* start Quoted text *
Dynamic guided metric representation learning for multi-view clustering

Multi-view spectral clustering

Multi-view spectral clustering assumes that all the views share the same or similar eigenvector matrices, in which co-training spectral clustering and co-regularized spectral clustering are the two representative methods.

(1) Co-training spectral clustering. These algorithms are investigated under the assumption of consensus among multiple views and trained alternately to maximize the consistency of the two distinct views. Three main assumptions are made: (1) each view is sufficient for the learning task; (2) the views are conditionally independent given the class labels; and (3) the objective functions export the same predictions for co-occurring features with high probability in both views. Overall, most co-training methods are semi-supervised learning.

(2) Co-regularized spectral clustering. Zhu (e.g., Zhu, Zhang & He, 2019) proposed co-regularized approach. The main idea of this kind of method is to minimize the distinction between the predictor functions of two views acting as one part of an objective function. They used graphic Laplacian eigenvectors to play a role much like that of predictor functions in a semi-supervised learning scenario. Inspired by the previous work (e.g., Zhu, Zhang & He, 2019; Chen, Huang & Wang, 2020), automatically learned the weights of different views from data (e.g.,Ye, Liu & Yin, 2016) .

Multi-view subspace clustering

In practice, multi-view data can be sampled from multiple subspaces. A subspace learning model can learn a new and unified representation or a latent space for multi-view data. The unified representation or latent space can then be directly used for the clustering task. In addition, a subspace clustering model can deal with high-dimensional data. The approach is to find the underlying subspaces and then to cluster. Wang (e.g., Wang, Lin & Wu, 2015) proposed a model to measure correlation consensus in multiple views. Unlike Wang, Zhao (e.g., Zhao, Ding & Fu, 2017a; Zhao, Ding & Fu, 2017b) used a deep semi-nonnegative matrix factorization to perform clustering. This kind of method focus on mining the inherent structure from multiple subspace of views and the clustering performance is heavily dependent on the affinity matrix. Therefore, some works used deep networks to learn the inter-view specific features based on classical subspace clustering methods. The newest multi-view representation learning model (MRL) (e.g., Zheng, Ge & Li, 2020) is focus on mining the specific characteristics of inner-view and then learning the fusion representation based on the maximum correlation of multiple views. In all, how to mining the hidden difference of views is a research topic in recent years.
* end Quoted text *
* start Data shown *
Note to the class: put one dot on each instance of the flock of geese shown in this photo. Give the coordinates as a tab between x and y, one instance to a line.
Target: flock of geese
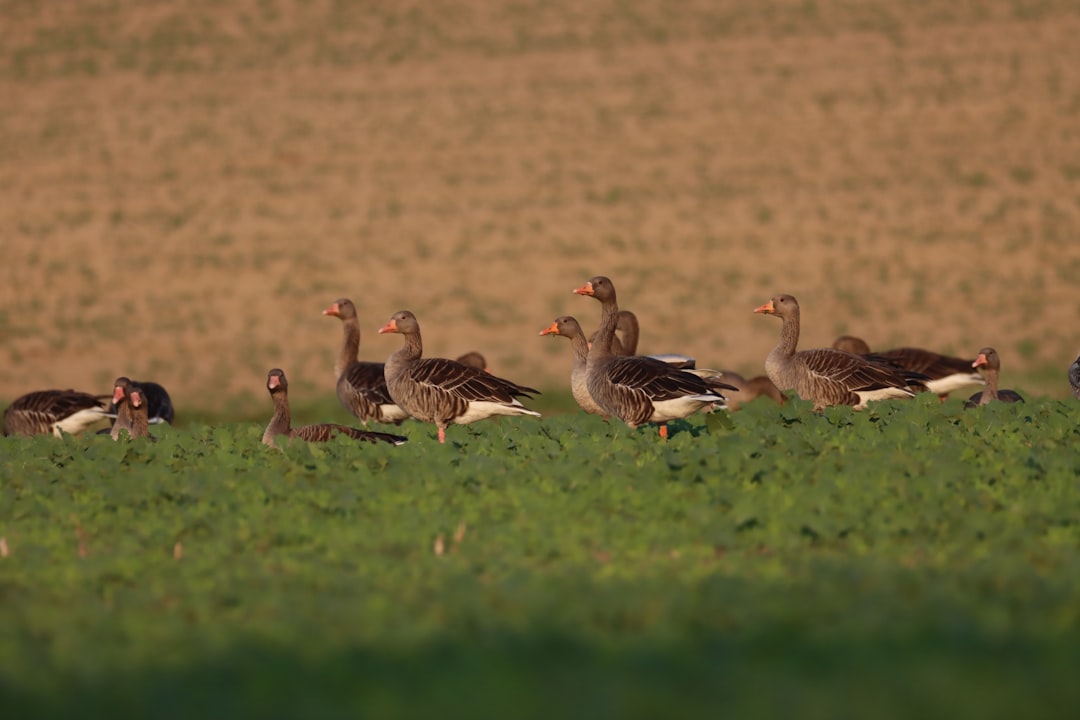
607	378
* end Data shown *
**Set of tasks:**
**a)** Write out everything in the multi-view clustering text from "(2) Co-regularized spectral" down to "Yin, 2016) .".
**b)** According to the multi-view clustering text, what are the two representative methods of multi-view spectral clustering?
**c)** List every distinct work cited in parentheses in the multi-view clustering text. Give each one once, in the order it first appears.

**Task-by-task outputs:**
**a)**
(2) Co-regularized spectral clustering. Zhu (e.g., Zhu, Zhang & He, 2019) proposed co-regularized approach. The main idea of this kind of method is to minimize the distinction between the predictor functions of two views acting as one part of an objective function. They used graphic Laplacian eigenvectors to play a role much like that of predictor functions in a semi-supervised learning scenario. Inspired by the previous work (e.g., Zhu, Zhang & He, 2019; Chen, Huang & Wang, 2020), automatically learned the weights of different views from data (e.g.,Ye, Liu & Yin, 2016) .

**b)** Co-training spectral clustering and co-regularized spectral clustering.

**c)**
Zhu, Zhang & He, 2019
Chen, Huang & Wang, 2020
Ye, Liu & Yin, 2016
Wang, Lin & Wu, 2015
Zhao, Ding & Fu, 2017a
Zhao, Ding & Fu, 2017b
Zheng, Ge & Li, 2020